The Yankees have gotten off to one of the best starts in baseball, but they know it could all be for naught if COVID-19 gets its way. “I think everybody wonders, whether it be players or fans or who knows, even the league in general,” Brett Gardner said before the Yankees faced the Red Sox …
The Yankees have gotten off to one of the best starts in baseball, but they know it could all be for naught if COVID-19 gets its way.
“I think everybody wonders, whether it be players or fans or who knows, even the league in general,” Brett Gardner said before the Yankees faced the Red Sox Saturday night. “But I think right now, it’s up to us to focus on one day at a time, like we always try to do and be as smart as we can and hope things get better — the numbers do get better and the things we’ve seen over the last week or so are the worst of it.”
Those numbers include players from the Marlins and Cardinals testing positive for coronavirus, as well as games postponed throughout the league as teams like the Phillies wait for test results after facing teams with infected players.
Amidst speculation the season was in jeopardy and could be canceled or put on hold as early as Monday, MLB commissioner Rob Manfred told ESPN Saturday, “We are playing.”
That means the Yankees are scheduled to play host to the Phillies on Monday and Tuesday in The Bronx and then visit Philadelphia for two more games on Wednesday and Thursday. Those games are makeups of ones scheduled for last week before the Phillies’ season was put on pause because they played the Marlins before their outbreak. The Yankees ended up missing two games and then playing the Orioles in Baltimore for a pair of games.
“It’s been a weird week,’’ Gardner said. “Going to Philadelphia for two days and basically not leaving the hotel and not playing the Phillies and then going to Baltimore and extending the road trip. A lot of guys were wearing clothes for the second or third time through those last couple days. Just make the most of it. We adjust on the fly and have to be resilient. You have to be able to respond to some adversity. I think our guys are built for that.”

### LISTED RECORDS

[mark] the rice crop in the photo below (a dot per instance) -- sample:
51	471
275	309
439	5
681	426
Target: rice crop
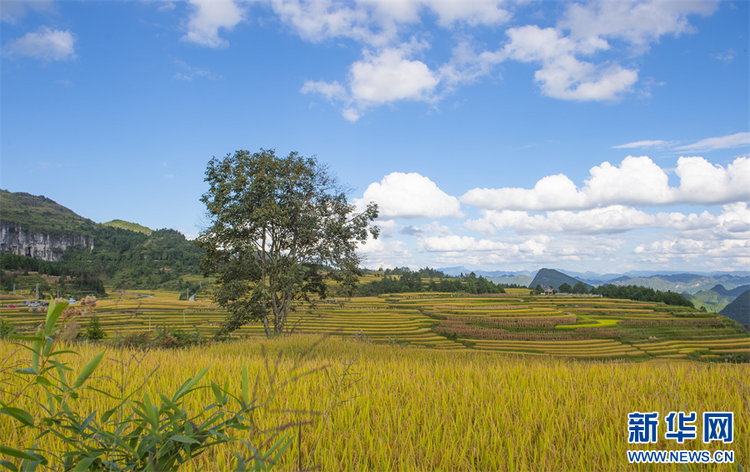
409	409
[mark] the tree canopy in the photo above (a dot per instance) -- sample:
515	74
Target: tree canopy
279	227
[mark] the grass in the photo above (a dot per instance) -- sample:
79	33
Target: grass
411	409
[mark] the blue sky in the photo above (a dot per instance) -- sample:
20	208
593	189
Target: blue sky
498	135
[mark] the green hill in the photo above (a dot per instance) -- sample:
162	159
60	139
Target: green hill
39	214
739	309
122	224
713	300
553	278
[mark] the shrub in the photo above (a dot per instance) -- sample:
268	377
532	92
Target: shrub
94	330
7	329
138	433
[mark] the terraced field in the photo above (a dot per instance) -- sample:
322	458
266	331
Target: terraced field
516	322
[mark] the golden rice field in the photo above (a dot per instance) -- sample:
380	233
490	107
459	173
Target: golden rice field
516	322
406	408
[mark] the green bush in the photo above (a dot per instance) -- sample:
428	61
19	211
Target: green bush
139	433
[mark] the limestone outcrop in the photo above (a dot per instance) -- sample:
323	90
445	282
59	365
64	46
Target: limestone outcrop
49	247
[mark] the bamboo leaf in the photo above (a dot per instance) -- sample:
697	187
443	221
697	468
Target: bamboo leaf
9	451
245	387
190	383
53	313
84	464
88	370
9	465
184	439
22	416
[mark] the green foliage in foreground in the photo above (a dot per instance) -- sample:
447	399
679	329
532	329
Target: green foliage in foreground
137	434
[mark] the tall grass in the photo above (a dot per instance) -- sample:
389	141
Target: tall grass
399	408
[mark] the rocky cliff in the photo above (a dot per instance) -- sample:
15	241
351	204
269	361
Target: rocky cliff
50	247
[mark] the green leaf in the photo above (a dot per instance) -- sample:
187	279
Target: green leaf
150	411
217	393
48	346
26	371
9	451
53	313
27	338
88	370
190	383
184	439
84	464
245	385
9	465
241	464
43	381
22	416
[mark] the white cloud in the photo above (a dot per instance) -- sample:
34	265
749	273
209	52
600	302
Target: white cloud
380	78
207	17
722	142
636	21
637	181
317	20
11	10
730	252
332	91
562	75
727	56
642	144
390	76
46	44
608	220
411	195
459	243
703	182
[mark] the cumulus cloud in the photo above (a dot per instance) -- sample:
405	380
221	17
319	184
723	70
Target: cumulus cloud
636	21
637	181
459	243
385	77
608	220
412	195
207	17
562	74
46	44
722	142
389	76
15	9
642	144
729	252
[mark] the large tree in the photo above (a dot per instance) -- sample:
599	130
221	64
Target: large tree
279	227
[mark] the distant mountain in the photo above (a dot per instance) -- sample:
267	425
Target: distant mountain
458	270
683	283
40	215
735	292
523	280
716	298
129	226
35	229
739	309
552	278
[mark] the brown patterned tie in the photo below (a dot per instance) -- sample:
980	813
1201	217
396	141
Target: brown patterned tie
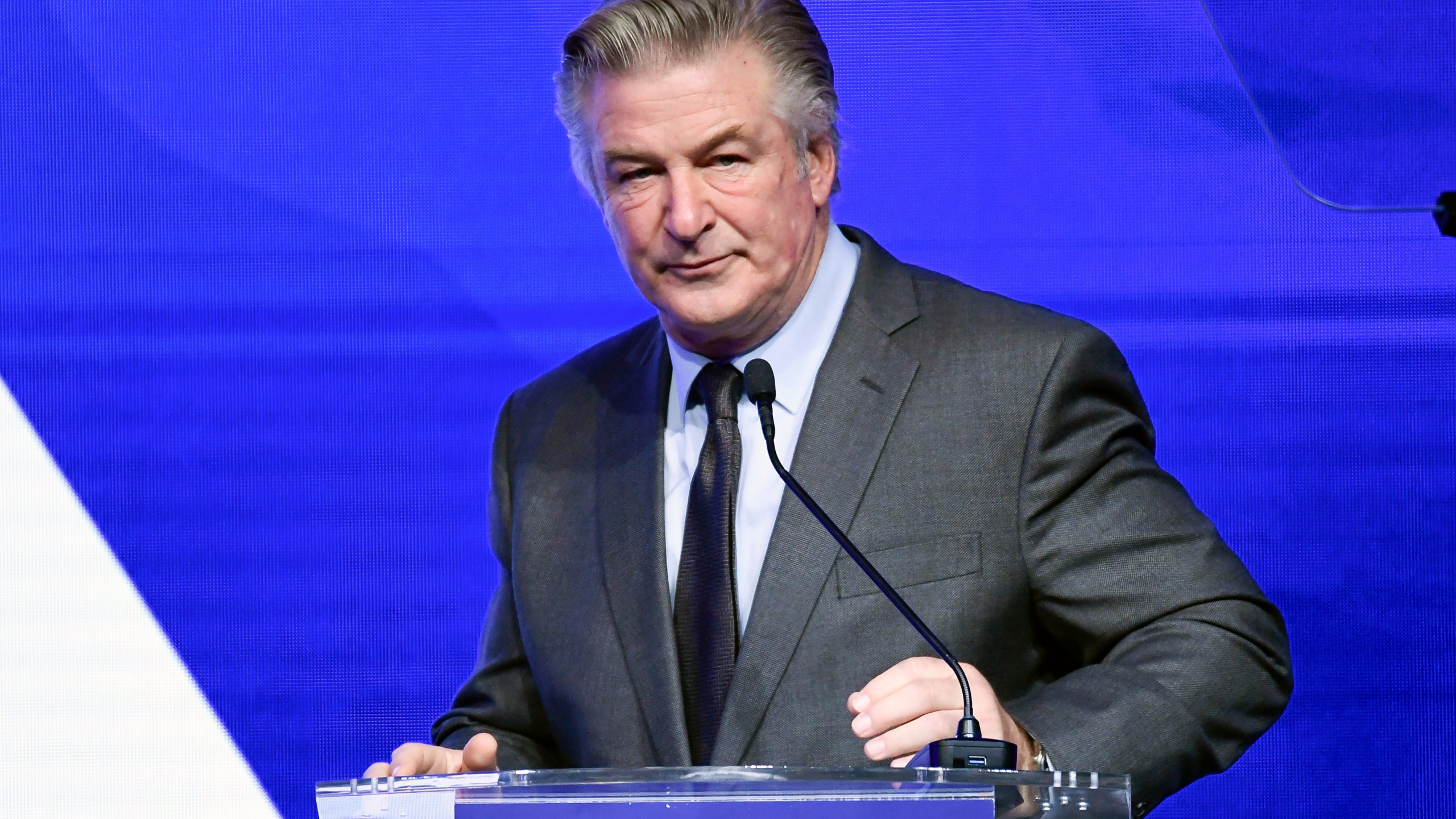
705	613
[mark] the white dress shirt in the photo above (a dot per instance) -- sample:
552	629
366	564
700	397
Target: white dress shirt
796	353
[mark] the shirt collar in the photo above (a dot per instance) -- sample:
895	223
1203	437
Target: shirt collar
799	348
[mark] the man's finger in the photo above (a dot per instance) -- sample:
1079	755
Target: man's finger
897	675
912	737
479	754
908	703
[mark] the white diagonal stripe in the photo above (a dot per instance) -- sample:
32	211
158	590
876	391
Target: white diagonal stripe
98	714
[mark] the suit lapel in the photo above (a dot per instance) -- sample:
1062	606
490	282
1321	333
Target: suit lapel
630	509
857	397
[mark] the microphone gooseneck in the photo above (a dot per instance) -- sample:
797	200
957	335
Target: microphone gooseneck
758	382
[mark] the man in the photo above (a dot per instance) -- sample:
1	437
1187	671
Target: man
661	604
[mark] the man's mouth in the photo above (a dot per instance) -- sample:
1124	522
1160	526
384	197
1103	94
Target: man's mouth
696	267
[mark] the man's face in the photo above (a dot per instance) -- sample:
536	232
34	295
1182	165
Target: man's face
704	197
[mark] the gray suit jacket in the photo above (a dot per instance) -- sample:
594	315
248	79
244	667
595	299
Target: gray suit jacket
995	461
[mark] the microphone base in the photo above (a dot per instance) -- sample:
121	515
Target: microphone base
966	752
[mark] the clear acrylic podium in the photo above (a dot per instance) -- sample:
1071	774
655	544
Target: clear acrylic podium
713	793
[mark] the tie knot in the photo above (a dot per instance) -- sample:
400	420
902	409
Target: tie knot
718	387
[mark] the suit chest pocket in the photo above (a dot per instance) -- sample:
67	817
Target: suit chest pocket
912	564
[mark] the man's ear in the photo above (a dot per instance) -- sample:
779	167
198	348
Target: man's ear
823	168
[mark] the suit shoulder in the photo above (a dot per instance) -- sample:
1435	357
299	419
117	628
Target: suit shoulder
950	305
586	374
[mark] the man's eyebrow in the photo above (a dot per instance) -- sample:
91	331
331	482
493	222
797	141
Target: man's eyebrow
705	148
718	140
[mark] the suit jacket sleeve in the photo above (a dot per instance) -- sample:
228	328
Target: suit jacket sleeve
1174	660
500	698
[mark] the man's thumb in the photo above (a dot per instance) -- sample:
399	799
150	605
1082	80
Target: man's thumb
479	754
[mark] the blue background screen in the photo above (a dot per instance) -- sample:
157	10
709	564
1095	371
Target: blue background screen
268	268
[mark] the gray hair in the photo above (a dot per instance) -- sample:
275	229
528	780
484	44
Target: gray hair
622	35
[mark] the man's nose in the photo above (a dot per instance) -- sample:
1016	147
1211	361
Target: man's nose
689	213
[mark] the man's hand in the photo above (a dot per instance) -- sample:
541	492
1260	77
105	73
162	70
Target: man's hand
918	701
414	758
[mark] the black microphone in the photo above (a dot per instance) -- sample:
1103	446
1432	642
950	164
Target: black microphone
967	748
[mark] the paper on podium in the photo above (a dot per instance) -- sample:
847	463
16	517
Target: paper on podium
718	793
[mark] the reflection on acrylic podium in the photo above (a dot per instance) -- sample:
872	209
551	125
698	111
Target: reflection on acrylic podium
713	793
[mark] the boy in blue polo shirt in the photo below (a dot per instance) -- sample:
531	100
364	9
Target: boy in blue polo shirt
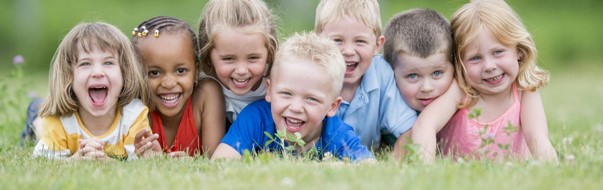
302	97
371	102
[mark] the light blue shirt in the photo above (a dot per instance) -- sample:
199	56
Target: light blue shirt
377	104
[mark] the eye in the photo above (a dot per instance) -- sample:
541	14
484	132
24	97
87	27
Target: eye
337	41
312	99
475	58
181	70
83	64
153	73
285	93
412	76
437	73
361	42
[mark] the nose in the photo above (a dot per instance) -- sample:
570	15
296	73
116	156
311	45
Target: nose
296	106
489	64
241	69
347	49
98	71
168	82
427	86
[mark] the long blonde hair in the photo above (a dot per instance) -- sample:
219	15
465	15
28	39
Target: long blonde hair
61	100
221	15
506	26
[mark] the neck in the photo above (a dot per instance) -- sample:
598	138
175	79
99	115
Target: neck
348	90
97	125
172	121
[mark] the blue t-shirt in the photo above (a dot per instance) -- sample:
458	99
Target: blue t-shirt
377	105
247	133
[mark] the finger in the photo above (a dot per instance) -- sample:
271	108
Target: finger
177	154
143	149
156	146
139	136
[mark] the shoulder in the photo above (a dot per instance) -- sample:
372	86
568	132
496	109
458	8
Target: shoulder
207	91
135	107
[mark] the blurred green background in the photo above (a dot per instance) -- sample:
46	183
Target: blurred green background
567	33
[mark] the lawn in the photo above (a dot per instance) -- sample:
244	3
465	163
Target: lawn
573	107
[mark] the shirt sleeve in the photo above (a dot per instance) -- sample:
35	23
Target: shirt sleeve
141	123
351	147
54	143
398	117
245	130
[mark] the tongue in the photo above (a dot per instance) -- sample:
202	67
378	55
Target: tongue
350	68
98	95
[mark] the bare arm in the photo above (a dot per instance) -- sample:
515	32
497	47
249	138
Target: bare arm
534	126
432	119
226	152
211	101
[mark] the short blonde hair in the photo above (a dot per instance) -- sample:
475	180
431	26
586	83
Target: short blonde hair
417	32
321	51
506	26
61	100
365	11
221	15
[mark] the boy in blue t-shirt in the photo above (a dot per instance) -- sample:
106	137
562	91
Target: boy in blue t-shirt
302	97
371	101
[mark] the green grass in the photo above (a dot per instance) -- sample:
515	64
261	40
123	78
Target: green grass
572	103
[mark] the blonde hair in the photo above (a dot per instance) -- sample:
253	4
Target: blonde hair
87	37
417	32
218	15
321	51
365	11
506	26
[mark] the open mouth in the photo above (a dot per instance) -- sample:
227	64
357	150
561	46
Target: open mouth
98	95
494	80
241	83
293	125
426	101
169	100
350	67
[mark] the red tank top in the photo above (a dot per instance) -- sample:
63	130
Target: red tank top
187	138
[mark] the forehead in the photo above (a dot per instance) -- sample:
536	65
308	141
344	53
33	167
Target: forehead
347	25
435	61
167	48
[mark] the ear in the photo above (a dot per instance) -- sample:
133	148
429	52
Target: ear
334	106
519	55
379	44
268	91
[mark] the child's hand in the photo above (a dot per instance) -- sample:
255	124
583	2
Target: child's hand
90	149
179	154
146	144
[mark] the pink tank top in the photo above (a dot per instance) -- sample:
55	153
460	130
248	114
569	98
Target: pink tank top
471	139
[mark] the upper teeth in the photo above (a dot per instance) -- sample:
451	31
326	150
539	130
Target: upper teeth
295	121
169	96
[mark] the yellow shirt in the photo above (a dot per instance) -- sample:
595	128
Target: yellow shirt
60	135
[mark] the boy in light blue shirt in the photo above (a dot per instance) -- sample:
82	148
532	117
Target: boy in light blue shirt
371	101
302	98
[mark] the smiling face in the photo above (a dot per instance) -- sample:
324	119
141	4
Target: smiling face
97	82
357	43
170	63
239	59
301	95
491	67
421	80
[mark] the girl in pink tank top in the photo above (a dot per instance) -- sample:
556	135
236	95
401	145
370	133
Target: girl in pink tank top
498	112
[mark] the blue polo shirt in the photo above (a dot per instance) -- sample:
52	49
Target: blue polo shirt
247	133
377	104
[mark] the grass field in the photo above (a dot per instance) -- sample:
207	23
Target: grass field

### TASKS
**a)** In the article about the Yankees and COVID-19, what did MLB commissioner Rob Manfred tell ESPN on Saturday?
**b)** Rewrite the Yankees article from "That means the" up to and including "pair of games.", swapping "The Bronx" for "Yankee Stadium".
**c)** Extend the article about the Yankees and COVID-19 by continuing it from where it stops.

### PER-TASK ANSWERS
**a)** He said, "We are playing."

**b)**
That means the Yankees are scheduled to play host to the Phillies on Monday and Tuesday in Yankee Stadium and then visit Philadelphia for two more games on Wednesday and Thursday. Those games are makeups of ones scheduled for last week before the Phillies’ season was put on pause because they played the Marlins before their outbreak. The Yankees ended up missing two games and then playing the Orioles in Baltimore for a pair of games.

**c)**
Despite the rough recent news, James Paxton said he hasn’t lost faith baseball can complete its 60-game schedule.
“I’m hopeful that we can complete the season,’’ Paxton said. “I think things need to go well and protocols need to be taken seriously from the top down in organizations. Hopefully we won’t experience more positives going forward. Chances are we will get some, but I hope we can handle those swiftly and not have it mess with the schedule too much.”
When asked about playing the Phillies on Monday, manager Aaron Boone noted that would “hopefully” happen.
“If anything, this season has taught us — and the virus has taught us — this is a day-by-day, week-by-week kind of situation we exist in.”
So he’ll be ready for the Phillies when — and if — they end up visiting the Stadium on Monday.
“Obviously, there’s been some flux with it and with the Phillies’ situation and when they’re able to get back at it,’’ Boone said. “You can speculate and hear one thing and it moves to another thing. Right now, my focus is all on the Red Sox this weekend.”
And as teams continue to be impacted by new cases and other players opt out of the season — such as Milwaukee’s Lorenzo Cain on Saturday — Gardner and his teammates monitor it all.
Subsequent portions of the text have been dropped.